SOURCE INFORMATION →
+ + + + +

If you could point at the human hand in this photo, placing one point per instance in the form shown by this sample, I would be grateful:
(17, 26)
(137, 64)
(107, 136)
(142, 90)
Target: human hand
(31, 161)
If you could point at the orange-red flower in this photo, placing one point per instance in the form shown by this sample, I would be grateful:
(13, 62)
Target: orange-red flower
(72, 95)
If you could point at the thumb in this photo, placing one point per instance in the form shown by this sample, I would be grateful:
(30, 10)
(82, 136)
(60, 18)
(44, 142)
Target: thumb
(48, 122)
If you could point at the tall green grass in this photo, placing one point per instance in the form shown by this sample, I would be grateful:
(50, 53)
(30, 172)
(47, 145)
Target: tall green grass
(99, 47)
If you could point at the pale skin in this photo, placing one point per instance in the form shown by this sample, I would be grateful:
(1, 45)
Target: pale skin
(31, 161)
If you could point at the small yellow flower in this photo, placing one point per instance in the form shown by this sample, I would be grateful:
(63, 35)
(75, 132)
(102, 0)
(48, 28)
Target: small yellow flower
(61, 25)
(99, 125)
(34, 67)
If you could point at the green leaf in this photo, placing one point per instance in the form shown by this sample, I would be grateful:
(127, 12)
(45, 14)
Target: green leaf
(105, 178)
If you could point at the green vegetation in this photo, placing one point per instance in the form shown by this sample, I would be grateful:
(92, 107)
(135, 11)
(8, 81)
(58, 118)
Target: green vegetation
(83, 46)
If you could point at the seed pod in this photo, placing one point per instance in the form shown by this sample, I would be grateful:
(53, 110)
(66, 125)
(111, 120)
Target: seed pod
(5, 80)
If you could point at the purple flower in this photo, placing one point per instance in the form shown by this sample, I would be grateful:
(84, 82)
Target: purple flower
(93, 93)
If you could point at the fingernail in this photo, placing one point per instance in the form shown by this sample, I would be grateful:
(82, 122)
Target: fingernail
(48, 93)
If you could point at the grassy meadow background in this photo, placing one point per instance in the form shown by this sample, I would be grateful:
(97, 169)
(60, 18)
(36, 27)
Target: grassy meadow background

+ + + + +

TASK →
Every line of the entries above that holds "meadow" should be copied out.

ANSWER TO THE PROBLEM →
If you could point at the grassy meadow background in this photo, placing one point per instance in the form shown by this sample, I would be grateful:
Target: grassy meadow background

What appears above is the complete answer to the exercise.